Written instruction: Transcribe exactly the lines from the one holding "Practice step: identify the arched window" to the end of the data below, including both of those lines and no others.

Given information:
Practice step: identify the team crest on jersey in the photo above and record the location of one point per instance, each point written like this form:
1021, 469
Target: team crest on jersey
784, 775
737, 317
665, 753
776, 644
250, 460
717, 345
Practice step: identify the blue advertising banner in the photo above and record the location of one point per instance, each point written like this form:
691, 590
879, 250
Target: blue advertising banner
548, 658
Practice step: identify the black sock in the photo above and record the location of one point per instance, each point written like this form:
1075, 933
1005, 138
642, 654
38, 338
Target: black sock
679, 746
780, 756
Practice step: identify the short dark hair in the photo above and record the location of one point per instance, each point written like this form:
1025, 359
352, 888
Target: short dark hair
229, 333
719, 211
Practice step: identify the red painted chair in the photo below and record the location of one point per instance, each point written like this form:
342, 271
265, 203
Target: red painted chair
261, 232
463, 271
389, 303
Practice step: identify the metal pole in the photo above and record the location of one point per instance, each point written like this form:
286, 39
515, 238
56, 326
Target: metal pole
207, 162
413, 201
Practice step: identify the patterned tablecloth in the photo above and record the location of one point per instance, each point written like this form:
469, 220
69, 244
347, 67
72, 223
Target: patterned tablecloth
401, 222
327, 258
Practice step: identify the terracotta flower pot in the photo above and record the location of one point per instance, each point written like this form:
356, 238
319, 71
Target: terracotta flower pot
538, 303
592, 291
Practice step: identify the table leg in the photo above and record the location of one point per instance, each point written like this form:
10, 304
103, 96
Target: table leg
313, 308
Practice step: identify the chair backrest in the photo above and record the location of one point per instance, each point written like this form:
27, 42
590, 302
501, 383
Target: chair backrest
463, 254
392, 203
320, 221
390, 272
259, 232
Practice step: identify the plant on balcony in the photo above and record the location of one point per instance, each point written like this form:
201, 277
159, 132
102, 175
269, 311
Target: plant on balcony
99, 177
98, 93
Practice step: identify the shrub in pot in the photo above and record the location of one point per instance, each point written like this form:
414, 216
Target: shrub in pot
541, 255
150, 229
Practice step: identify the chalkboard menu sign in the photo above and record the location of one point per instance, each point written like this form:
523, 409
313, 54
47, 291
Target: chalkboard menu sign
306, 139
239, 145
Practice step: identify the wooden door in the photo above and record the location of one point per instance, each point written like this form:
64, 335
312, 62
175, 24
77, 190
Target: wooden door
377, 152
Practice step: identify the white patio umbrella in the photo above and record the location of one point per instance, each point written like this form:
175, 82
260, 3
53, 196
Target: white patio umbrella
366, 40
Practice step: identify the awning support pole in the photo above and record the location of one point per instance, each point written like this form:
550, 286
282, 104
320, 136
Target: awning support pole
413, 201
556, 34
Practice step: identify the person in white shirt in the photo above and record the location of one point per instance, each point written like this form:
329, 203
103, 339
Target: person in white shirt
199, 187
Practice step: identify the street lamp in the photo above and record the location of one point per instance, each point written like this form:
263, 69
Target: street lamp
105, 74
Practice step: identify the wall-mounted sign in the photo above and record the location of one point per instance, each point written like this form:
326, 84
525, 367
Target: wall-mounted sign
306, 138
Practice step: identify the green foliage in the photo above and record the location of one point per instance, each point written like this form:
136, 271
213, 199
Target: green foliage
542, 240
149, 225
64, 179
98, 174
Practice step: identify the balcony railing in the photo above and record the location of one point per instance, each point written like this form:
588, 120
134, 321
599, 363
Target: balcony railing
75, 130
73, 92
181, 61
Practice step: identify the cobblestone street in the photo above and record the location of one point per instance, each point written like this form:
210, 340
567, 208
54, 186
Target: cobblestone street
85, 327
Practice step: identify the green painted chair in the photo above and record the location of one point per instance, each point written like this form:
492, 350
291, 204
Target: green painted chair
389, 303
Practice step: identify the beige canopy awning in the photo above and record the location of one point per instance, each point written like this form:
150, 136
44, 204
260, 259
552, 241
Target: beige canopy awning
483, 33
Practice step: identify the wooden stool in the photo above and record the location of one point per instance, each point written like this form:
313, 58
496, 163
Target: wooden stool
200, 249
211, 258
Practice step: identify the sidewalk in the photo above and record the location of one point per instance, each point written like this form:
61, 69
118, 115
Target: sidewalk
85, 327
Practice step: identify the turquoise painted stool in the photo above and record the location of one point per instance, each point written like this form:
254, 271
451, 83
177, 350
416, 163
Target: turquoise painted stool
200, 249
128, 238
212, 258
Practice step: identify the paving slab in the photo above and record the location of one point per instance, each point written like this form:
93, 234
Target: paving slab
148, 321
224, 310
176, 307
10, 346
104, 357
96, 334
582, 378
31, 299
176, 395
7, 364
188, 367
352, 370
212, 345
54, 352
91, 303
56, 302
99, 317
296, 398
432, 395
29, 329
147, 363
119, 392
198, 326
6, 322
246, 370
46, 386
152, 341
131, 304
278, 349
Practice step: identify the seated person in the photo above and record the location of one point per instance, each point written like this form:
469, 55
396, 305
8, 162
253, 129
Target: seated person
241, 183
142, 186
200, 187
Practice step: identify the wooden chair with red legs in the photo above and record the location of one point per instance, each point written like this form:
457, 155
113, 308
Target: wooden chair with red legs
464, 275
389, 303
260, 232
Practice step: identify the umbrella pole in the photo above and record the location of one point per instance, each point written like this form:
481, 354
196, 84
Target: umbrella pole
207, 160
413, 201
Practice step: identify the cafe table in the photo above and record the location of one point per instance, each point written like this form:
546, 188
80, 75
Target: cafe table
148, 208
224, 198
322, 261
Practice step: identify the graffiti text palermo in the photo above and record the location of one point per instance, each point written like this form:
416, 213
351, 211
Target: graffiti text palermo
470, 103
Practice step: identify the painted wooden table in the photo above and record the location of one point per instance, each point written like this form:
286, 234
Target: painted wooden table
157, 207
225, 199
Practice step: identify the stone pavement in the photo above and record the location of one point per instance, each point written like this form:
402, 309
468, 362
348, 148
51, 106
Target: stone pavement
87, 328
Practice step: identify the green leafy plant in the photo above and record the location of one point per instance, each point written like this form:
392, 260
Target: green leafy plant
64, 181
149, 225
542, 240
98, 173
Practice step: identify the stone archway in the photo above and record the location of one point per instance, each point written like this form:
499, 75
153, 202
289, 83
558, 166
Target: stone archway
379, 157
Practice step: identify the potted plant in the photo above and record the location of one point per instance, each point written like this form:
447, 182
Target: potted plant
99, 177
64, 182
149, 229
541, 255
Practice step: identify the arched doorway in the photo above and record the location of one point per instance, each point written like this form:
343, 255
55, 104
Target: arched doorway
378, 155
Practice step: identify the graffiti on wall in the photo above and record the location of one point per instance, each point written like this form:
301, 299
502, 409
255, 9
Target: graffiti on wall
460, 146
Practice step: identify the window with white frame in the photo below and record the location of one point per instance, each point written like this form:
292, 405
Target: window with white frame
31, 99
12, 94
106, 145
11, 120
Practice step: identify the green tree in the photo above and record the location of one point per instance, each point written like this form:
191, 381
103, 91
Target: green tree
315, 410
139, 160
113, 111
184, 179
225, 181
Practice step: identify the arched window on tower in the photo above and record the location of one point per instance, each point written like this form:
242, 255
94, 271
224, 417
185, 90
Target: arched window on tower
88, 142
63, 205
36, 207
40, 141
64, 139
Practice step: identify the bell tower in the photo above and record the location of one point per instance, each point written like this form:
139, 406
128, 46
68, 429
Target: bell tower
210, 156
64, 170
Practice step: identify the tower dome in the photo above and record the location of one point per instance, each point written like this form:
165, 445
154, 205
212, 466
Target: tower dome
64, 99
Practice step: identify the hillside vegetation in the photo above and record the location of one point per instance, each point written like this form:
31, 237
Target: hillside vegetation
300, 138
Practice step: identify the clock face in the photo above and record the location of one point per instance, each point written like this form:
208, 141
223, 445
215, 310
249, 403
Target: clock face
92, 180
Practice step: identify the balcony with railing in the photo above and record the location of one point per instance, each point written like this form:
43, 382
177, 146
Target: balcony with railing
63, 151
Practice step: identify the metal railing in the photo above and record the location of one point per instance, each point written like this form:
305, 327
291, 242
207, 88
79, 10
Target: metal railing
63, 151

Exercise result:
Practice step: identify the arched window on tower in the photo above and record the location of one point per instance, each point written like this form:
242, 255
94, 271
224, 417
185, 90
Target: arched window on tower
88, 142
63, 205
36, 207
40, 141
64, 139
Practice step: identify the bell tower in the photo above and record the location of one point per instance, each point written like this form:
139, 406
128, 46
68, 429
Target: bell tower
210, 156
64, 170
Practice step: identify the tower dome in the photo above and record the location of one point per instance, each point written like this form:
165, 445
154, 205
212, 466
Target: tower dome
64, 99
Practice step: identify the hillside vegetation in the photo above and record the location of one point per instance, each point written like this form:
31, 237
Target: hillside vegetation
300, 138
Practice step: identify the clock face in the photo above and record the location of one point per instance, each point written like this form:
208, 141
223, 445
215, 310
249, 403
Target: clock face
92, 180
Practice step: identify the balcony with railing in the photo above and record the location of one point per instance, each point written like this form:
43, 382
177, 146
Target: balcony with railing
63, 151
Practice step: identify the metal railing in the photo above and record the location of one point per instance, each point written like this form:
305, 327
291, 242
207, 88
79, 10
Target: metal railing
63, 151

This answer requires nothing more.